» Task description
Count the lines in the excerpt below that contain the string "center", matching uppercase and lowercase exactly. Give only the number.
[Dataset rows start]
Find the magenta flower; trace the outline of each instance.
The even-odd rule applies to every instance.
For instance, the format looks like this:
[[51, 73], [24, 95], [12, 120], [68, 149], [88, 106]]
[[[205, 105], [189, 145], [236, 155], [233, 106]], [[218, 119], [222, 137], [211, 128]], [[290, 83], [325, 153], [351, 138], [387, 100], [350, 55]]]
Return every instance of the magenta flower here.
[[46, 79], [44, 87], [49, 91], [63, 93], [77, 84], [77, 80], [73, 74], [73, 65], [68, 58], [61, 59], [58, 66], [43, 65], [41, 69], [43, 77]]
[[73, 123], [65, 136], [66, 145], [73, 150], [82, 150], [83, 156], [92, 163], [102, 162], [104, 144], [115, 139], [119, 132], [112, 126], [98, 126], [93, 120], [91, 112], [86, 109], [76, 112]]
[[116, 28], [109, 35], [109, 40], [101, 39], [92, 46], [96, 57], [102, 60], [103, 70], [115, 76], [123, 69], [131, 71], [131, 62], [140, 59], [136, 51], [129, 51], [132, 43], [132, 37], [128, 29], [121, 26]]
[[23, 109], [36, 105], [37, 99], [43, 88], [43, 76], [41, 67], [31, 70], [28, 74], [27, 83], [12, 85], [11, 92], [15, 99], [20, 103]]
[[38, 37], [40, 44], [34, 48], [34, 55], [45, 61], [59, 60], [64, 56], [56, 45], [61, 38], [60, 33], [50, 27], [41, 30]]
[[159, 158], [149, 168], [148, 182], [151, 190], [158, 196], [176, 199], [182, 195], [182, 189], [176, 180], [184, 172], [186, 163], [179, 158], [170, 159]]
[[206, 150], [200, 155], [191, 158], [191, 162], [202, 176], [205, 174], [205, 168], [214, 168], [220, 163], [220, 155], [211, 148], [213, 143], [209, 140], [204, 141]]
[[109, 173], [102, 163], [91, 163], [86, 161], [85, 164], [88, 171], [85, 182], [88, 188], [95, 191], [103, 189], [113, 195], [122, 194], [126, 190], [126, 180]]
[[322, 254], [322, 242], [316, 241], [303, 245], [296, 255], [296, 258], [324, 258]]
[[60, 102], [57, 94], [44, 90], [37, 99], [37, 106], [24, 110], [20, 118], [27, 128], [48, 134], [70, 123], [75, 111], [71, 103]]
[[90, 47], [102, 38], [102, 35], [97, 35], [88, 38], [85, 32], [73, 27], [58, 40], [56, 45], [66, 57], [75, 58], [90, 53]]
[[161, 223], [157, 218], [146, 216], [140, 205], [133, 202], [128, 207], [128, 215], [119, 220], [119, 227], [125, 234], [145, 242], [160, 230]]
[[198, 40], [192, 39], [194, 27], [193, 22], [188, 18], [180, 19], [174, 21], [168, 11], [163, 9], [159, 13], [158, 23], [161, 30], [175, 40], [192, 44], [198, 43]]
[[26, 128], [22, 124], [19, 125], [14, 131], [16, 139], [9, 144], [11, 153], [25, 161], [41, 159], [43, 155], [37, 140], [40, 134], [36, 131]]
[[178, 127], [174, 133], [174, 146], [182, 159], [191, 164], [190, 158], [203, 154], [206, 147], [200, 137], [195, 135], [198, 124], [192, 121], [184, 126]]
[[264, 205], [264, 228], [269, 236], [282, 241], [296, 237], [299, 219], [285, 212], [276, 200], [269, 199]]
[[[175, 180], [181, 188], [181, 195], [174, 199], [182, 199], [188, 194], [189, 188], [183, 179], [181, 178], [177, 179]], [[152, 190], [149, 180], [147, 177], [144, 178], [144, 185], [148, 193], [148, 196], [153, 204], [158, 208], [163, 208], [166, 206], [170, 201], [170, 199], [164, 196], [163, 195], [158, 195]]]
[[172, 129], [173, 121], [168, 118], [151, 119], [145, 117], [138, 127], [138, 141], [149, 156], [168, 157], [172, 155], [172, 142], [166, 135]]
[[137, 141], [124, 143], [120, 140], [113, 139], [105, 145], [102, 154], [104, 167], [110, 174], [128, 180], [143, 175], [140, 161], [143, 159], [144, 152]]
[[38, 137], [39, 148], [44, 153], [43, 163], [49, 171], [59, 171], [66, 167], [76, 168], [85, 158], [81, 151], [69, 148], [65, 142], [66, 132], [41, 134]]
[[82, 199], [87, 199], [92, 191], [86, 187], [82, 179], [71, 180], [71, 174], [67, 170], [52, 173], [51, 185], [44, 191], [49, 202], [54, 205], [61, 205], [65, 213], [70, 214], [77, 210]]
[Dataset rows end]
[Dataset rows start]
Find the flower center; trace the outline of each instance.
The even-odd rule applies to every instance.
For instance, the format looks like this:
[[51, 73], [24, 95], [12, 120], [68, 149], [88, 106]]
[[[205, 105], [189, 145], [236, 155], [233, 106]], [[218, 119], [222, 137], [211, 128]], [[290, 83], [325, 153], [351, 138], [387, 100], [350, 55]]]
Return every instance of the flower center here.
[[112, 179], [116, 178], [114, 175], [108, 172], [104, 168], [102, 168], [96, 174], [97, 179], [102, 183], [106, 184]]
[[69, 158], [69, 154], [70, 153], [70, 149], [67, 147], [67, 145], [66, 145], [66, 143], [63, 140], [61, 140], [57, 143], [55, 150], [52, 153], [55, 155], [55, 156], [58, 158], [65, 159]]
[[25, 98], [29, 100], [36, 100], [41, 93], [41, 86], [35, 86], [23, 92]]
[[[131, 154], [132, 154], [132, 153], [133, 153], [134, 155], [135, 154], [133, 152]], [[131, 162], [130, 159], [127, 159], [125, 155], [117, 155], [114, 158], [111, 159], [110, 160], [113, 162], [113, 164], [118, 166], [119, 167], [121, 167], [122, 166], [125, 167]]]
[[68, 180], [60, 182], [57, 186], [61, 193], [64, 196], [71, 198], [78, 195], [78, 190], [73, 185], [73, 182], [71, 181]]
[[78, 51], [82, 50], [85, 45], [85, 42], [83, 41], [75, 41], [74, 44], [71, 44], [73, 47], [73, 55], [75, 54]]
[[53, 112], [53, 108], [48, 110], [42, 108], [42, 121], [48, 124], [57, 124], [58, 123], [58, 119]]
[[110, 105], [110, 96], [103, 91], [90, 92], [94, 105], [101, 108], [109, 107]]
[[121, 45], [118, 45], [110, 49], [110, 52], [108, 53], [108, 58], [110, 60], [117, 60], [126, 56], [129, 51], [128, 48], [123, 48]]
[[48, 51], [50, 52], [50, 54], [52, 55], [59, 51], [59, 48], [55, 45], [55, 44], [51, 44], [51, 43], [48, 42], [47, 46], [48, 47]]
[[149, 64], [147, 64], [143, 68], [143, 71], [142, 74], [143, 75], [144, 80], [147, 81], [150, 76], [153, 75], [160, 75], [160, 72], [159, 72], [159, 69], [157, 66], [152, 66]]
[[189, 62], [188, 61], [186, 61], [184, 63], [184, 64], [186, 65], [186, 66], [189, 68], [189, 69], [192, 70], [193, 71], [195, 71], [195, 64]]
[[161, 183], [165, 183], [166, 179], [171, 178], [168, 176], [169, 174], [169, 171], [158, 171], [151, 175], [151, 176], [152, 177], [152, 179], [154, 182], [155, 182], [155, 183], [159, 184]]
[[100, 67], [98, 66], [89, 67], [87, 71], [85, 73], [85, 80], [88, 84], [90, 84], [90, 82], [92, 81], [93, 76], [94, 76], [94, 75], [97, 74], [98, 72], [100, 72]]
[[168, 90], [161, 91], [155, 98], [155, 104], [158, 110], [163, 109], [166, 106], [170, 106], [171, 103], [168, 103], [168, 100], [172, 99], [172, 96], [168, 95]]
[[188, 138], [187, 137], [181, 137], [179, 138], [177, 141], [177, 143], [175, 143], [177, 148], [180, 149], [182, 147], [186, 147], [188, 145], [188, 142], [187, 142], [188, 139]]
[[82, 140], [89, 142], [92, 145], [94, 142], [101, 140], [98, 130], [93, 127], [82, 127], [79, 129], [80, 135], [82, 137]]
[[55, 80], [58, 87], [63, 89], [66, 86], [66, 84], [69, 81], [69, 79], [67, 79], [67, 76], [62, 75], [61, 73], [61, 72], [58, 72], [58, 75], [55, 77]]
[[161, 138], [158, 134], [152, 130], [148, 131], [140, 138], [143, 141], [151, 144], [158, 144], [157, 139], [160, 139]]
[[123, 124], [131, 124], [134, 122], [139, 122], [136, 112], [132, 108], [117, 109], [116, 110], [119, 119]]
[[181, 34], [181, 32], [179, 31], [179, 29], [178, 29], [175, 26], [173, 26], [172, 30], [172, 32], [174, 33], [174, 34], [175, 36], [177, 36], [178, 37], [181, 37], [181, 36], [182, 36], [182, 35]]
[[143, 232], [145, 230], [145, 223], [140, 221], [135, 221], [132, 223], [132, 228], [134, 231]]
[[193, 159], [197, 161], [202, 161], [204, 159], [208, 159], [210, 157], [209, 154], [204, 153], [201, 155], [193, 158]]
[Dataset rows end]
[Dataset rows start]
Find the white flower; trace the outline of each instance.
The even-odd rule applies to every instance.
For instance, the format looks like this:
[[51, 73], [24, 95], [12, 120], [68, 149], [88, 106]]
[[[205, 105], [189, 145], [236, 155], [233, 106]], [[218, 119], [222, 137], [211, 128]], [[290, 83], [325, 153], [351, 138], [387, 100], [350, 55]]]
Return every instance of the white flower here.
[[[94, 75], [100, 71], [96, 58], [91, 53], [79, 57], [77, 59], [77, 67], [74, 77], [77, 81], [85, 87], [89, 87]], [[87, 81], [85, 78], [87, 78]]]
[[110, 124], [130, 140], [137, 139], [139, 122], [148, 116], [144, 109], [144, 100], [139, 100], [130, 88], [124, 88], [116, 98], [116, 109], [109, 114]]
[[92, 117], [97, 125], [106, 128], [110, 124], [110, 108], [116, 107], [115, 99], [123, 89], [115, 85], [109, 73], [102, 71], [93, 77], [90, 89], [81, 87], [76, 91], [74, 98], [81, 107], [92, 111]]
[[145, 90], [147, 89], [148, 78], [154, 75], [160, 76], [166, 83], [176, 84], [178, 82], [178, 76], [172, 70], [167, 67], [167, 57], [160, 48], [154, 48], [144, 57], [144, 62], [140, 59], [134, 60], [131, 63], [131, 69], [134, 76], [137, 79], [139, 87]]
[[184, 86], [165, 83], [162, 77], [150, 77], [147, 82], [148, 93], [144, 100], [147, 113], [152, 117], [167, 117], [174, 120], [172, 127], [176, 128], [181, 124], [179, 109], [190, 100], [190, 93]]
[Dataset rows end]
» Correct answer
2